## LISTE DES TÂCHES
1. Selon l'extrait sur les fourmis, pendant combien de temps l'onguent de la déesse avait-il ouvert les oreilles de l'homme au langage des Fourmis ?
2. Traduisez en anglais cette phrase de l'extrait sur les fourmis : « La découverte de ce trésor fit de lui un homme très riche. »
3. Donnez la suite de l'extrait sur les fourmis, à partir de sa dernière phrase.

## EXTRAIT DU DOCUMENT
::::::::

En creusant aux alentours du pilier, il découvrit rapidement plusieurs grandes jarres remplies de pièces d’or. La découverte de ce trésor fit de lui un homme très riche.
Par la suite, il essaya souvent d’écouter les conversations des Fourmis. Mais il ne put plus jamais les entendre. L’onguent de la déesse n’avait ouvert ses oreilles à leur langage mystérieux que pour une seule journée.
Comme ce dévot chinois, je dois avouer que je suis une personne très ignorante et naturellement incapable d’entendre la conversation des fourmis. Mais la Fée de la Science touche parfois mes oreilles et mes yeux de sa baguette ; et alors, pendant un court instant, je suis capable d’entendre des choses inaudibles et de percevoir des choses imperceptibles.
Pour la même raison qu’il est considéré comme malhonnête, dans certains milieux, de prétendre qu’un peuple non chrétien a engendré une civilisation moralement supérieure à la nôtre, certains n’apprécieront pas ce que je vais dire sur les fourmis. Mais il existe des hommes, infiniment plus sages que je ne pourrai jamais l’être, qui envisagent les insectes et les civilisations indépendamment des bienfaits du christianisme ; et je trouve encourageant dans la nouvelle édition de Cambridge Natural History, qui contient les remarques suivantes du professeur David Sharp concernant les fourmis :
L’observation a révélé des phénomènes des plus remarquables dans la vie de ces insectes. Force est de constater qu’ils ont acquis, à bien des égards, l’art de vivre en société plus parfaitement que notre propre espèce ; et qu’ils nous ont devancés dans l’acquisition de certaines industries et de certains arts qui facilitent grandement la vie en société.

::::::::

## DONNÉES FOURNIES
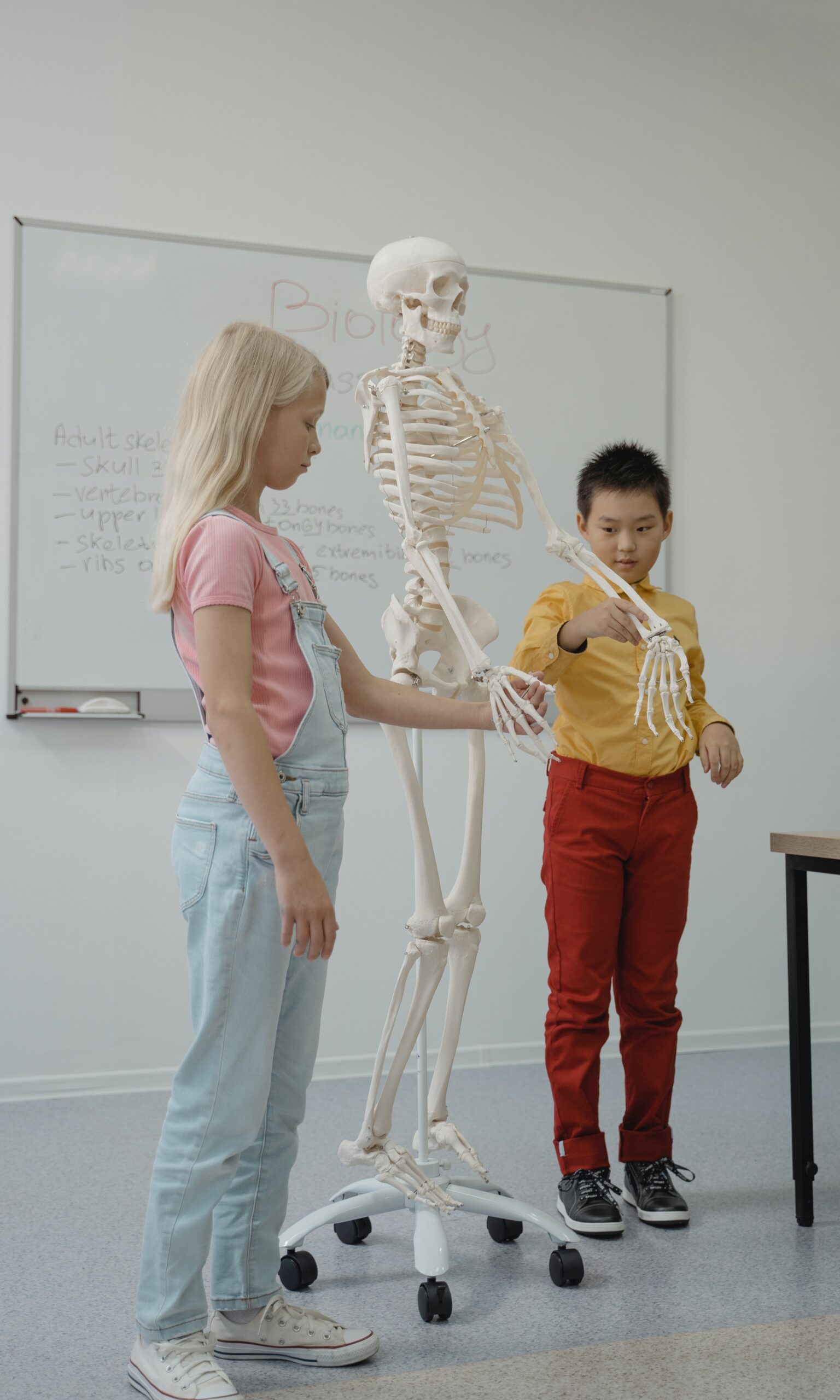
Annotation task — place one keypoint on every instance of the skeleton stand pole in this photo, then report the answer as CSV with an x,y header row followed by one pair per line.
x,y
422,1039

::::::::

## RÉPONSES PAR TÂCHE
1. Pour une seule journée.

2. The discovery of this treasure made him a very rich man.

3.
Je suppose que quelques personnes bien informées contesteront cette affirmation simple d’un spécialiste expérimenté. L’homme de science contemporain n’est pas enclin à se montrer sentimental à propos des fourmis ou des abeilles ; mais il n’hésitera pas à reconnaître que, du point de vue de l’évolution sociale, ces insectes semblent avoir progressé « plus que l’homme ». M. Herbert Spencer, que personne n’accusera de tendances romantiques, va bien plus loin que le professeur Sharp, en nous montrant que les fourmis sont, de manière très concrète, éthiquement et économiquement en avance sur l’humanité, leur vie étant entièrement consacrée à des fins altruistes. De fait, le professeur Sharp nuance, un peu inutilement, son éloge de la fourmi par cette observation prudente :
« La compétence de la fourmi diffère de celle de l’homme. Elle est vouée au bien-être de l’espèce plutôt qu’à celui de l’individu, qui est, pour ainsi dire, sacrifié ou spécialisé au profit de la communauté. »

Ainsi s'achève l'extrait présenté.